(Given passage)

Media coverage in India this month focused on the second summit between Prime Minister Narendra Modi and Chinese President Xi Jinping, the victory of Bharatiya Janata Party (BJP)-led National Democratic Alliance (NDA) in the recently held state elections and the second annual India leadership summit focusing on US-India relations.

Prime Minister Narendra Modi and President Xi Jinping Meet for the Second Informal Summit

During their recent summit Prime Minister Modi and Chinese President Xi held one-on-one talks, followed by delegation discussions on issues including trade-related matters, India’s trade deficit and the threat posed by radicalisation and terrorism.  Various media publications have weighed in on what the summit means for Sino-Indian relations today and over the coming years.

The Hindustan Times opined that the summit has provided strategic tramlines that can help both countries rebalance their ties and get down to addressing the more contentious matters. “It would, however, have been unrealistic to expect that this meeting would lead to the removal of all the irritants that have plagued the relationship in recent months, principal among them being the manner in which China had backed Pakistan’s efforts to take the Kashmir issue to various bodies of the United Nations… Too much should not be read into a reference in the Indian statement, issued after the meeting, about joint efforts to counter the training, financing and support for terror groups, at least not until China shows it is willing to ask its all-weather ally Pakistan to tackle this issue decisively. Mr Xi’s call for developing military-to-military relations to enhance trust and an invitation to the Indian defence minister to visit China, however, are significant… The biggest take-away from the meeting was the creation of the economic and trade dialogue mechanism as it will allow the two sides to tackle a range of issues of concern, from India’s ballooning trade deficit to the tricky negotiations on the Regional Comprehensive Economic Partnership agreement.”

A column in The Hindu detailed out how the two countries could work together to face challenges of radicalisation and terrorism in the region. “Prime Minister Narendra Modi and Chinese President Xi Jinping on Friday evening deliberated upon areas of investment that the two countries could encourage. They shared the view that they would work together to ensure that “radicalisation and terrorism” did not affect the fabric of “multi-cultural, multi-ethnic and multi-religious societies” of their countries… The discussions also covered historical and trade links between Tamil Nadu under Pallava and Chola dynasties, and the eastern coast city of Quanzhou in Fujiyan Province, where Tamil inscriptions and fragments of architecture, reflecting a possible temple built by Tamil traders in the 12th Century CE, were recently discovered. Mr. Xi and Mr. Modi deliberated upon the possibility of enhancing knowledge in this area.”

(Written request a)
According to the media roundup, what did the Hindustan Times call the biggest take-away from the Modi–Xi meeting?

(Annotated coordinate records)
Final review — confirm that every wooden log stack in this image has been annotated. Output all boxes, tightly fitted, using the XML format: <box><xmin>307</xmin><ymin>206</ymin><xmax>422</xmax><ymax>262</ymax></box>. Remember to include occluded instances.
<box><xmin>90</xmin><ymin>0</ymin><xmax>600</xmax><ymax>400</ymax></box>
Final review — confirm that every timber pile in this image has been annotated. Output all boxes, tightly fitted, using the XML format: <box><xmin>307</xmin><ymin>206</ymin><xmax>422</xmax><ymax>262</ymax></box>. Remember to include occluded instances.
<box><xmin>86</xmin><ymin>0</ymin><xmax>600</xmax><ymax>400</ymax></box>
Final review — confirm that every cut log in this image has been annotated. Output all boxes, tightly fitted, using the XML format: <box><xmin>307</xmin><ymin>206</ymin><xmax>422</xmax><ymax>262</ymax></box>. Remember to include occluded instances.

(Written request b)
Reproduce the listing word for word, from the line containing "Final review — confirm that every timber" through the end of the listing.

(Response a)
The creation of the economic and trade dialogue mechanism.

(Response b)
Final review — confirm that every timber pile in this image has been annotated. Output all boxes, tightly fitted, using the XML format: <box><xmin>307</xmin><ymin>206</ymin><xmax>422</xmax><ymax>262</ymax></box>. Remember to include occluded instances.
<box><xmin>86</xmin><ymin>0</ymin><xmax>600</xmax><ymax>400</ymax></box>
Final review — confirm that every cut log in this image has been annotated. Output all boxes, tightly fitted, using the XML format: <box><xmin>307</xmin><ymin>206</ymin><xmax>422</xmax><ymax>262</ymax></box>. Remember to include occluded instances.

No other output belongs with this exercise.